Dataset entries
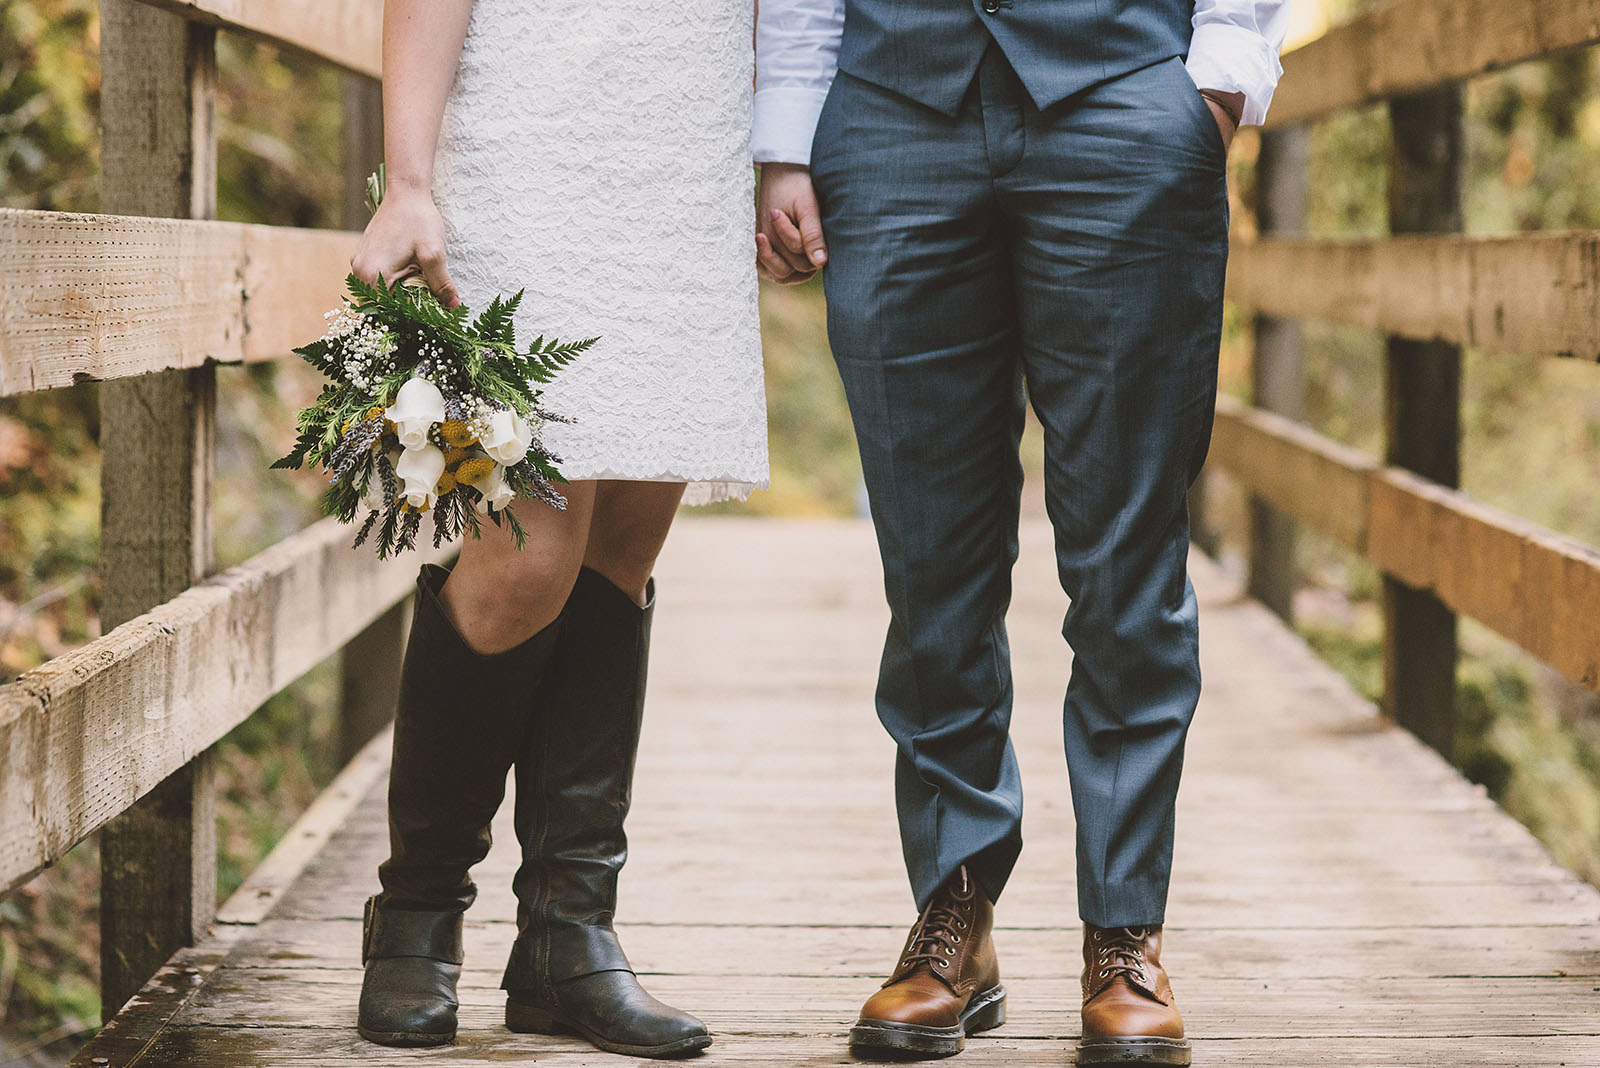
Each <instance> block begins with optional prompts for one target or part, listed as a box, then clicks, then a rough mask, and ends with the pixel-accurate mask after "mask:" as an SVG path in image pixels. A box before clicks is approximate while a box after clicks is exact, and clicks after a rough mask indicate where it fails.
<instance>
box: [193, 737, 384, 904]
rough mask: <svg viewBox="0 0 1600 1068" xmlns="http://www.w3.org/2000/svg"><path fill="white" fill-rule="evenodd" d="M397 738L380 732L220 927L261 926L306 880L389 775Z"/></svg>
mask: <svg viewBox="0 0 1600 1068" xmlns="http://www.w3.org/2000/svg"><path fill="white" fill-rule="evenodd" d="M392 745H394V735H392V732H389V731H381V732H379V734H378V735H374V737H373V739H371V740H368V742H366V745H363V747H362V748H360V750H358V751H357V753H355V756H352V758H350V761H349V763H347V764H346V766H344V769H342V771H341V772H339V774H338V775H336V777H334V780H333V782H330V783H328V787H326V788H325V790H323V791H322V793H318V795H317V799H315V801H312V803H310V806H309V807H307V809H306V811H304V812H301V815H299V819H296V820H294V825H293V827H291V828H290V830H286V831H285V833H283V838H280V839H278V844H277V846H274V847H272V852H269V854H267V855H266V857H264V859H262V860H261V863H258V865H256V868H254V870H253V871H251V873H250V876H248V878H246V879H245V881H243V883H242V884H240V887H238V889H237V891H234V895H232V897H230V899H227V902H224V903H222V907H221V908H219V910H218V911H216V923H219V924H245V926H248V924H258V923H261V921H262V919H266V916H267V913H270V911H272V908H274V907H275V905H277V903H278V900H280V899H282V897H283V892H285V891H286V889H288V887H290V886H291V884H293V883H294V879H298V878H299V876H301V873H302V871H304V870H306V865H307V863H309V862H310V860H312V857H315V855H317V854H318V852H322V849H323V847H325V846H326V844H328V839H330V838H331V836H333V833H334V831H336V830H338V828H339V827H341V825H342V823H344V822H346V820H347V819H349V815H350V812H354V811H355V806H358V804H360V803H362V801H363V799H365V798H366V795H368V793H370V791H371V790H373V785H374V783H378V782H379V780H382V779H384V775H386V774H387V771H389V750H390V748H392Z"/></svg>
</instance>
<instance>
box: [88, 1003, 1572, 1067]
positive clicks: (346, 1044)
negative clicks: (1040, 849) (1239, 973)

...

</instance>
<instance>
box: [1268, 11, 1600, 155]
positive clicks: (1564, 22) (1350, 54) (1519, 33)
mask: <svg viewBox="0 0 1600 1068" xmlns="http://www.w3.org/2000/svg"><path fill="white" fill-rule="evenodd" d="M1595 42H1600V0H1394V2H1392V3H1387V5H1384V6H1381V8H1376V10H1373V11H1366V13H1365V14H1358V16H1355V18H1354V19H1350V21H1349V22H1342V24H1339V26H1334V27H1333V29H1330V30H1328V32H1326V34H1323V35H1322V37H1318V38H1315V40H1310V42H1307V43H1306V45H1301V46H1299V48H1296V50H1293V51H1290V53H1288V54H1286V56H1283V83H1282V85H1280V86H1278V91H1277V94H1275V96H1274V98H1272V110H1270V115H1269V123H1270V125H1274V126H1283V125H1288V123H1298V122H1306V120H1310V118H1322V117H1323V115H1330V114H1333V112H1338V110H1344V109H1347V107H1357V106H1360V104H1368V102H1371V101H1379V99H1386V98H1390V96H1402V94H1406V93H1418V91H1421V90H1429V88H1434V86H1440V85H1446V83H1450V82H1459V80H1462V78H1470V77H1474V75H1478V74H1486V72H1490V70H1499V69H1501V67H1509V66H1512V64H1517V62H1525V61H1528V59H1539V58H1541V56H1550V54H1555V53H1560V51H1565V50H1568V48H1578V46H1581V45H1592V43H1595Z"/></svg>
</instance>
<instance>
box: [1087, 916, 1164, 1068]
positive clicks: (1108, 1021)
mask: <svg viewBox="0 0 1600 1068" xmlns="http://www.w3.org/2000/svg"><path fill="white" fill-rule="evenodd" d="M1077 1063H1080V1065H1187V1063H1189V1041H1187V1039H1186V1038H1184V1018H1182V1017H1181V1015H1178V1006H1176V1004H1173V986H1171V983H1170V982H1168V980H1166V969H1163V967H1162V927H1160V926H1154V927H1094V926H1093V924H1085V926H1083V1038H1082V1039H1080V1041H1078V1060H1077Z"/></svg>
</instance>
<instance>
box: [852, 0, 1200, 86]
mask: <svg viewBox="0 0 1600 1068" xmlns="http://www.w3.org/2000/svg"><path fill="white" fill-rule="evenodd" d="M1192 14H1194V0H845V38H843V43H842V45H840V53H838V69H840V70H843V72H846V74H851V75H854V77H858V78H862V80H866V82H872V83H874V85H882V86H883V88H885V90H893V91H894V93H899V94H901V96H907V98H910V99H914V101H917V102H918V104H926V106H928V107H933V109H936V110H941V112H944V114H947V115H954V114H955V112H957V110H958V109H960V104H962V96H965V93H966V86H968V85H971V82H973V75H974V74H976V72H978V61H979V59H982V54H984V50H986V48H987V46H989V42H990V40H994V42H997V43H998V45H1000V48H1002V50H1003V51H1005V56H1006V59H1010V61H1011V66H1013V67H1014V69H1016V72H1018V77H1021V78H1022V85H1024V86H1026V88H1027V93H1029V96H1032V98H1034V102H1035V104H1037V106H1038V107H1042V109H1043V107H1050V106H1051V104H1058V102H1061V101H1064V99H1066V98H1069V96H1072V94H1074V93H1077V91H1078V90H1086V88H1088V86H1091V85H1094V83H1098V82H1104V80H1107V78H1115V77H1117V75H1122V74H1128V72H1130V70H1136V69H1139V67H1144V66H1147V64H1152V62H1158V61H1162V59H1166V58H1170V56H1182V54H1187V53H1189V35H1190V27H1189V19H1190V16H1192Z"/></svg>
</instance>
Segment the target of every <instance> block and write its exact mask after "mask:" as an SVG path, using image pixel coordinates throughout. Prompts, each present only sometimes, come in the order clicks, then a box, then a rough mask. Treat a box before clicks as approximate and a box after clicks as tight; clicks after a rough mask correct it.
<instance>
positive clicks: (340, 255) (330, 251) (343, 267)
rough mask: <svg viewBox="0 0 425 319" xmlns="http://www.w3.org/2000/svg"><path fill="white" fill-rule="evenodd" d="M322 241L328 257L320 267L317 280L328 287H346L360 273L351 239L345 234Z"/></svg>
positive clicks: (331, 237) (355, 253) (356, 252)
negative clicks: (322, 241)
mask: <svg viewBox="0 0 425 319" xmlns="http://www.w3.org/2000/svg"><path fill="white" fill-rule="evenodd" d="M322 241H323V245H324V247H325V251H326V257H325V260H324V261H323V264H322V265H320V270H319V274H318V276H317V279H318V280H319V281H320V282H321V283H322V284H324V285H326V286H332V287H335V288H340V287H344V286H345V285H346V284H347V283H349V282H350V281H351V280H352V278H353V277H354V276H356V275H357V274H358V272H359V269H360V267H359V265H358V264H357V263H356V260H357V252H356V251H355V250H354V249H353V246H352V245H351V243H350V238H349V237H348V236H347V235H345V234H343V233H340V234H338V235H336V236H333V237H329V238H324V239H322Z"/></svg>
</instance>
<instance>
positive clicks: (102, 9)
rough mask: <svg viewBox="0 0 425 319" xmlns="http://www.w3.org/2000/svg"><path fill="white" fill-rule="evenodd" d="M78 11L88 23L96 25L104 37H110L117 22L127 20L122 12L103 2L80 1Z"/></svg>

What is needed:
What you give back should be exactly the lines of the data above from the line with "Each <instance> block" through the line with "box: [193, 737, 384, 904]", both of those included, and nothing more.

Result of this exercise:
Each <instance> block begins with optional prompts for one target or part, listed as a box, then clicks, then a rough mask, and ends with the pixel-accurate mask after "mask:" as an SVG path in image pixels. A box before clicks is approximate while a box after clicks is exact, and clicks after a rough mask indicate where it fails.
<instance>
box: [193, 737, 384, 904]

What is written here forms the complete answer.